** DOCUMENT EXCERPT follows **

Can virtual meetings really make up for lock-down’s lack of physical contact?

RASHMEE ROSHAN LALL May 20, 2020

Ready for your close-up, Zoombies? Image: Wikipedia Commons


I took part in three Zoom calls at the weekend. The first on Friday night was with good friends, calling with birthday wishes. The second and third, on Saturday, were with disparate groups of family members, similarly reaching out across the lock-down with loving virtual hugs and kisses.

The Friday night call ran for three hours. The others lasted roughly an hour each.

After all that Zooming in, I sat down to read Dr Gianpiero Petriglieri’s piece in the Financial Times on a phenomenon he calls “the rise of the Zoombies”.

Petriglieri is a medical doctor and associate professor of organisational behaviour at Insead, one of the world’s leading graduate business schools. He sees Zoom meetings as digital windows to “defied desire”. Where once they enhanced our reach, he writes, now they “keep showing us the people we have lost”.

“Zoom meetings are seances of sorts — troubled attempts to re-establish a connection with somebody we have lost and still care about.”

Dr Gianpiero Petriglieri

Petriglieri quotes Bill Cornell, a Pittsburgh psychotherapist: “On a video call, the absence is so palpable.” Dr Petriglieri diagnoses Zoom meetings as “seances of sorts — troubled attempts to re-establish a connection with somebody we have lost and still care about”.

Zoom meetings, he says, are making Zoombies of us all and “like fictional zombies, we Zoombies are relentless yet not fully human. Unlike them, we have a heavy heart”

Enforced intimacy

It seems to me the good doctor is being overly gloomy about the enforced virtual intimacy of a video call. It’s true video calls remind us of those we can’t physically reach. A Zoom meeting undoubtedly makes for more exhaustion — dodgy connections, frozen screens, hard-to-read faces — than if we’re jammed round the same cafe table or in someone’s living room.

Video calls can’t compare with physical interaction — glorious moments such as cracking up together at the same joke, nudging the person sitting next to you, taking someone’s hand, enfolding a loved one in a big hug. To that extent, it’s hard to fault Dr Petriglieri on one aspect of his diagnosis — there’s an exquisite grief when people you love are far away and strategically out of reach.

But surely the anguish of maintaining physical distance is relieved by knowing we’re all still connected in some way? Surely it helps to know we’re all thinking about each other and, in some way, are in the same mental and emotional space at the same time?

The rise of the Zoombies should be celebrated, not mourned. What it really means is we care enough to stay connected — however it’s managed, however imperfect the experience of touching across the ether.

The virtual finger brushes over a face; it cannot wipe away a tear, nor smooth the furrowed forehead. But one feels the intention. For now, it’s all we have.

** End of DOCUMENT EXCERPT **

*INSTRUCTIONS FOR THE TASK:* Copy out the passage of the essay on Zoom calls during lockdown that starts at "Petriglieri quotes Bill" and ends at "someone’s living room.".

** RECORDS follows **

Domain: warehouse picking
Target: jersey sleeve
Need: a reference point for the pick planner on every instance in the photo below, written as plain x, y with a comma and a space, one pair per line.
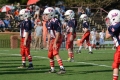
57, 26
28, 26
85, 25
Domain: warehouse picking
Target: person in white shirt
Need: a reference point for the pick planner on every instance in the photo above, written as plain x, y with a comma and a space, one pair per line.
102, 37
93, 38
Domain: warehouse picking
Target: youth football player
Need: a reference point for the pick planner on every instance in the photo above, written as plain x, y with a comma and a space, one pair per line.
86, 34
71, 33
25, 34
113, 30
54, 39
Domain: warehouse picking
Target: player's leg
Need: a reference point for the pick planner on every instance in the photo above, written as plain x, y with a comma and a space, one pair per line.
116, 64
36, 42
59, 60
51, 58
88, 43
82, 40
22, 52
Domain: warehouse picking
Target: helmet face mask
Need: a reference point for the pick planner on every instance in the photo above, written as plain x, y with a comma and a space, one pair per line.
69, 14
49, 13
113, 17
83, 17
24, 14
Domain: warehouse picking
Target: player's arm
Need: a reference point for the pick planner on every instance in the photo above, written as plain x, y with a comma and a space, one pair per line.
48, 36
108, 33
27, 29
57, 37
26, 38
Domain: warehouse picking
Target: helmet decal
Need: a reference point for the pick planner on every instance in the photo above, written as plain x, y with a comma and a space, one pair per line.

** End of RECORDS **

*ANSWER AREA:*
Petriglieri quotes Bill Cornell, a Pittsburgh psychotherapist: “On a video call, the absence is so palpable.” Dr Petriglieri diagnoses Zoom meetings as “seances of sorts — troubled attempts to re-establish a connection with somebody we have lost and still care about”.

Zoom meetings, he says, are making Zoombies of us all and “like fictional zombies, we Zoombies are relentless yet not fully human. Unlike them, we have a heavy heart”

Enforced intimacy

It seems to me the good doctor is being overly gloomy about the enforced virtual intimacy of a video call. It’s true video calls remind us of those we can’t physically reach. A Zoom meeting undoubtedly makes for more exhaustion — dodgy connections, frozen screens, hard-to-read faces — than if we’re jammed round the same cafe table or in someone’s living room.